### Te lezen tekst
▼▼▼

Dit besluit moet met spoed in werking treden om de in de Unie gevestigde clearingleden en cliënten rechtszekerheid te bieden.

(9)

De in dit besluit vervatte maatregelen zijn in overeenstemming met het advies van het Europees Comité voor het effectenbedrijf,

HEEFT HET VOLGENDE BESLUIT VASTGESTELD:

Artikel 1

In artikel 2 van Uitvoeringsbesluit (EU) 2018/2031 wordt de vierde alinea vervangen door:

“Het loopt af één jaar na de datum waarvan sprake in de tweede alinea.”.

Artikel 2

Dit besluit treedt in werking op de dag van de bekendmaking ervan in het Publicatieblad van de Europese Unie.

Gedaan te Brussel, 19 december 2019.

Voor de Commissie

De voorzitter

Ursula VON DER LEYEN


(1)  PB L 201 van 27.7.2012, blz. 1.

(2)  Uitvoeringsbesluit (EU) 2018/2031 van de Commissie van 19 december 2018 waarbij voor een beperkte periode wordt bepaald dat het regelgevingskader voor centrale tegenpartijen in het Verenigd Koninkrijk van Groot-Brittannië en Noord-Ierland gelijkwaardig is, in overeenstemming met Verordening (EU) nr. 648/2012 van het Europees Parlement en de Raad (PB L 325 van 20.12.2018, blz. 50).

(3)  Besluit (EU) 2019/1810 van de Europese Raad, vastgesteld in overeenstemming met het Verenigd Koninkrijk, van 29 oktober 2019 tot verlenging van de in artikel 50, lid 3, VEU bedoelde termijn (PB L 278I van 30.10.2019, blz. 1).

▲▲▲

### Gegevensdeel
▼▼▼

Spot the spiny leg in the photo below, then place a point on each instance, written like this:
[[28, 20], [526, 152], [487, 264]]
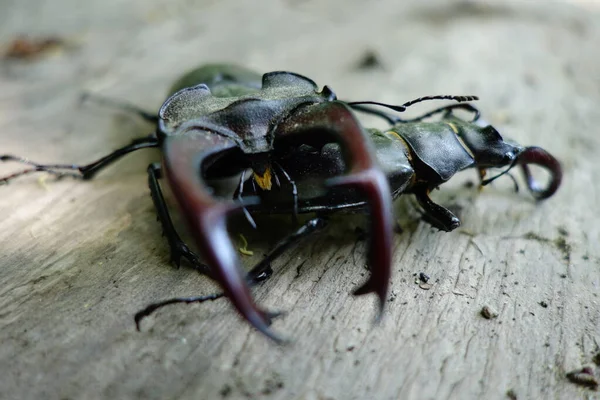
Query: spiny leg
[[178, 247], [80, 171], [185, 157], [260, 273], [294, 191], [436, 215], [240, 192], [333, 121]]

▲▲▲

### Opdracht 1
Werk de besluittekst bij door het stuk tussen "De voorzitter" en "20.12.2018, blz. 50).", beide inbegrepen, opnieuw te geven met "CTP's" in plaats van "centrale tegenpartijen".
### Opdracht 2
Op welke datum is het besluit volgens de besluittekst te Brussel gedaan?
Het materiaal heb je hiervoor niet nodig.

### Verwacht antwoord 1
De voorzitter

Ursula VON DER LEYEN


(1)  PB L 201 van 27.7.2012, blz. 1.

(2)  Uitvoeringsbesluit (EU) 2018/2031 van de Commissie van 19 december 2018 waarbij voor een beperkte periode wordt bepaald dat het regelgevingskader voor CTP's in het Verenigd Koninkrijk van Groot-Brittannië en Noord-Ierland gelijkwaardig is, in overeenstemming met Verordening (EU) nr. 648/2012 van het Europees Parlement en de Raad (PB L 325 van 20.12.2018, blz. 50).

### Verwacht antwoord 2
Op 19 december 2019.